Report every line of the material below that contains the string "drawer", copying each such line in full. Case counts when matching.

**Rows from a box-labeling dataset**
---

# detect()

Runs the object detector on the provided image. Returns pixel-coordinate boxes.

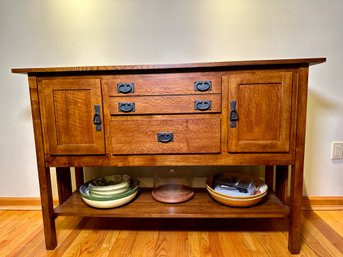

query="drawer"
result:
[102,72,221,96]
[111,117,220,155]
[109,94,221,115]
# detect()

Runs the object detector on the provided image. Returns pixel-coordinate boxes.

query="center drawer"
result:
[111,117,221,155]
[102,72,221,96]
[109,94,221,115]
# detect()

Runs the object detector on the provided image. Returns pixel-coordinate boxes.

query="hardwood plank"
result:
[12,58,326,74]
[0,211,343,257]
[56,167,73,204]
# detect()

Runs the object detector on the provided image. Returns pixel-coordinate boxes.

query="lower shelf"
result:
[55,189,288,218]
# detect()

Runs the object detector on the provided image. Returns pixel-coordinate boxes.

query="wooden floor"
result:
[0,211,343,257]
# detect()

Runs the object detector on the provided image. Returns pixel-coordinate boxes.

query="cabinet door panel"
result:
[39,79,105,155]
[228,72,292,152]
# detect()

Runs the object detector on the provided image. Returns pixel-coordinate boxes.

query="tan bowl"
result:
[206,173,268,199]
[206,173,268,207]
[208,187,267,207]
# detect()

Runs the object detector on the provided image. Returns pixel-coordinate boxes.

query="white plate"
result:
[81,189,138,209]
[88,174,131,191]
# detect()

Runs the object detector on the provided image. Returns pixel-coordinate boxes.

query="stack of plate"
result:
[206,173,268,207]
[79,174,139,208]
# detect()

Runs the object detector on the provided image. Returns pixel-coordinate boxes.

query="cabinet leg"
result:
[288,163,303,251]
[275,165,288,204]
[56,167,73,204]
[264,165,274,189]
[38,168,57,250]
[75,167,85,190]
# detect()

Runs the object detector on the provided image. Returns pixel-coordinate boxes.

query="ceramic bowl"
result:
[89,185,130,196]
[89,174,131,191]
[208,190,267,207]
[206,173,268,199]
[206,173,268,207]
[79,179,139,201]
[81,189,138,209]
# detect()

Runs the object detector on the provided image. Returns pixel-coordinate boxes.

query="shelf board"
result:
[55,189,288,218]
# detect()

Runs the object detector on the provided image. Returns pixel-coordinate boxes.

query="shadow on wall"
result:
[304,88,343,195]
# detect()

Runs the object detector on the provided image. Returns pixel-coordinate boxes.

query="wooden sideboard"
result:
[12,58,326,253]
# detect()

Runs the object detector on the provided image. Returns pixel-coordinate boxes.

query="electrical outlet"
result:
[331,141,343,160]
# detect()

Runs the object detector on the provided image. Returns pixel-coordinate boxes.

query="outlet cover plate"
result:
[331,141,343,160]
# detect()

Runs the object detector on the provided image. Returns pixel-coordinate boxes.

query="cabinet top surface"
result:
[12,58,326,74]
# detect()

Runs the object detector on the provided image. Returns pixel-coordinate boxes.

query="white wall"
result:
[0,0,343,196]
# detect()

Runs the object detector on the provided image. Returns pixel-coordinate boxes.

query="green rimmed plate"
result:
[88,174,131,191]
[79,179,139,201]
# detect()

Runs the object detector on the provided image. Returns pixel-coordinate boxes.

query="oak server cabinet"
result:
[12,58,325,253]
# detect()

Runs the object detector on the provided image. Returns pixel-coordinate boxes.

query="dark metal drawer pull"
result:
[118,103,135,112]
[117,83,135,94]
[230,101,238,128]
[194,100,212,111]
[93,104,102,131]
[157,132,174,143]
[194,80,212,92]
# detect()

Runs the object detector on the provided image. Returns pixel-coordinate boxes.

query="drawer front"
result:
[111,118,220,155]
[109,94,221,115]
[102,73,221,96]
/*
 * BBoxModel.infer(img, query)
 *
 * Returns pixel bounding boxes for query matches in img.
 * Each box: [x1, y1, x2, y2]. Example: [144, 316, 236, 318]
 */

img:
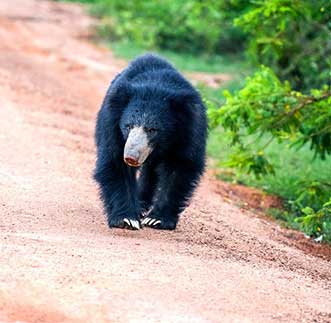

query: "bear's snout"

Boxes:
[123, 127, 152, 167]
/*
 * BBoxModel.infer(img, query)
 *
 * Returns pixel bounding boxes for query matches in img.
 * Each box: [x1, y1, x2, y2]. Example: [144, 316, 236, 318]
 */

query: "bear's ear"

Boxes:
[169, 90, 197, 111]
[106, 81, 132, 108]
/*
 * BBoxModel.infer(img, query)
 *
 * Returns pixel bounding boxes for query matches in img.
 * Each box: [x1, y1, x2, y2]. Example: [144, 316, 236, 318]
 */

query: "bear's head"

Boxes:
[115, 82, 196, 167]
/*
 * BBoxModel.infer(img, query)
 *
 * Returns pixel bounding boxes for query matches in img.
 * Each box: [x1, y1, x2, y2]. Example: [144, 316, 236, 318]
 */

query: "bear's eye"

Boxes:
[147, 128, 156, 134]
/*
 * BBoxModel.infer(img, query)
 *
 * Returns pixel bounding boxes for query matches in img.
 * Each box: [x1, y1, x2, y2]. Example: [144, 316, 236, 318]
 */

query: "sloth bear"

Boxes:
[94, 54, 207, 230]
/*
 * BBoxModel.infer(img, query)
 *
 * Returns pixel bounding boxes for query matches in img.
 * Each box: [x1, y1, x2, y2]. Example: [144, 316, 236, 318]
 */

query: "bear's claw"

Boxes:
[123, 218, 140, 230]
[141, 217, 161, 227]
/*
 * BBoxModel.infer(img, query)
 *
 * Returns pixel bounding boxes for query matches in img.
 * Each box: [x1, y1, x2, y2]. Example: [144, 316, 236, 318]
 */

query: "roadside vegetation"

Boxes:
[63, 0, 331, 242]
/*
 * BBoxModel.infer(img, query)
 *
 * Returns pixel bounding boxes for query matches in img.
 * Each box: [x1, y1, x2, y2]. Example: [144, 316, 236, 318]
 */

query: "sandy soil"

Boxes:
[0, 0, 331, 323]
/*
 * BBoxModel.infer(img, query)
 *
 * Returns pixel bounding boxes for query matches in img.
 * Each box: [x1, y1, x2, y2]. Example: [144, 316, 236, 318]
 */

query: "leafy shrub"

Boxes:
[235, 0, 331, 91]
[207, 67, 331, 240]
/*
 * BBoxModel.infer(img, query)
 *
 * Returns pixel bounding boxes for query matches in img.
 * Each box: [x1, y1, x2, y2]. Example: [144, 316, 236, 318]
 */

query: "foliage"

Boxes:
[207, 67, 331, 240]
[209, 0, 331, 241]
[235, 0, 331, 90]
[80, 0, 250, 53]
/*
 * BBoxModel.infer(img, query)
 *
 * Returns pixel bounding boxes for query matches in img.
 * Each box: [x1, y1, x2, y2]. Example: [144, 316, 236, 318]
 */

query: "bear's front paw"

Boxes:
[108, 217, 140, 230]
[141, 211, 178, 230]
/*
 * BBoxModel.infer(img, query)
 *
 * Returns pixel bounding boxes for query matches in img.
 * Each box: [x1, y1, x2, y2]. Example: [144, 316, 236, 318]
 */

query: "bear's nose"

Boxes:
[124, 156, 140, 167]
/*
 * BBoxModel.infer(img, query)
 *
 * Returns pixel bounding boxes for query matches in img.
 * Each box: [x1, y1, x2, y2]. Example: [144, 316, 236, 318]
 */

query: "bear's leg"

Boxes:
[138, 164, 157, 213]
[94, 162, 140, 230]
[142, 167, 203, 230]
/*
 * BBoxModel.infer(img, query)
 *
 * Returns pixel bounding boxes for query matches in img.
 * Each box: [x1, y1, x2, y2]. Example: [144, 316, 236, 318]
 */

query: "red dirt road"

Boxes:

---

**Result for this task**
query="drawer"
query="center drawer"
query="dark metal drawer pull"
query="drawer front"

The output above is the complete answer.